_INSTRUKSI ANDA_
Menurut kutipan halaman tentang keterampilan hidup, apa yang dipilih tuan rumah untuk makan sehari-hari saat dapurnya sibuk dengan bisnis jajanan?

_KUTIPAN HALAMAN_
· · · ·

Baca berita tanpa iklan. Gabung Kompas.com+
DR. dr. Tan Shot Yen, M.hum
Dokter

Dokter, ahli nutrisi, magister filsafat, dan penulis buku.

Ketika Keterampilan Hidup Akan Menjadi Gaya Hidup

Kompas.com - 11/10/2020, 15:25 WIB
Anda bisa menjadi kolumnis !
Kriteria (salah satu): akademisi, pekerja profesional atau praktisi di bidangnya, pengamat atau pemerhati isu-isu strategis, ahli/pakar di bidang tertentu, budayawan/seniman, aktivis organisasi nonpemerintah, tokoh masyarakat, pekerja di institusi pemerintah maupun swasta, mahasiswa S2 dan S3. Cara daftar baca di sini

Dari hari ke hari, semakin banyak pasien-pasien saya yang ‘hilang arah’, apabila pembicaraan sudah mulai mengarah pada urusan memasak.

Beberapa di antaranya malah panik. Ada yang mengaku seumur perkawinannya tak pernah sekali pun benar-benar ‘memasak’ dari nol di dapur.

Para suami masa kini memang tidak keberatan punya istri tidak mengurus dapur. Mengaku pembela aliran feminisme, perempuan katanya tak layak berkutat di dapur apabila urusan makan bisa dibuat praktis dan ringkas: beli jadi.

Sementara beberapa keluarga lain yang saya kenal, ada yang cukup aktif berkarya di dapur bahkan dengan anak-anaknya, untuk... bikin kue. Dan kini kian menjadi-jadi setelah kue-kuenya menarik hati para pelongok instagram.

Baca juga: Akankah Konsumsi Pangan Lokal Bernasib Kontroversial?

Terakhir saya dengar mereka mulai menjajal bisnis ‘dessert box’ kekinian dan siomay beku yang di era bisnis pandemi lebih keren disebut ‘frozen dimsum’.

Saking sibuknya ,dapur bagai kapal pecah dengan bisnis jajanan, buat makan sehari-hari sang tuan rumah justru memilih jelajah menu di layanan pesan antar.

Rasanya saya perlu menghela napas sejenak. Begitu banyak yang harus diurai, begitu luas yang harus dibahas. Keterampilan hidup, alias life skills – adalah hal pertama yang sepertinya setiap orangtua perlu mengajari anak-anaknya sebelum mereka mentas meninggalkan rumah dan bekerja menghasilkan banyak uang.

· · · ·

_CUPLIKAN DATA_
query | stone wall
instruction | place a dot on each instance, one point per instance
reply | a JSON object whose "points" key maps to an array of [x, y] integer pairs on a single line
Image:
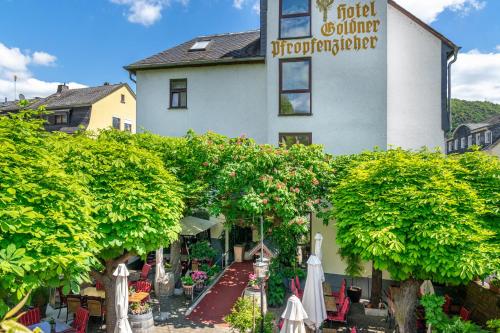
{"points": [[484, 303]]}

· · · ·

_HASIL TUGAS_
Menjelajah menu di layanan pesan antar.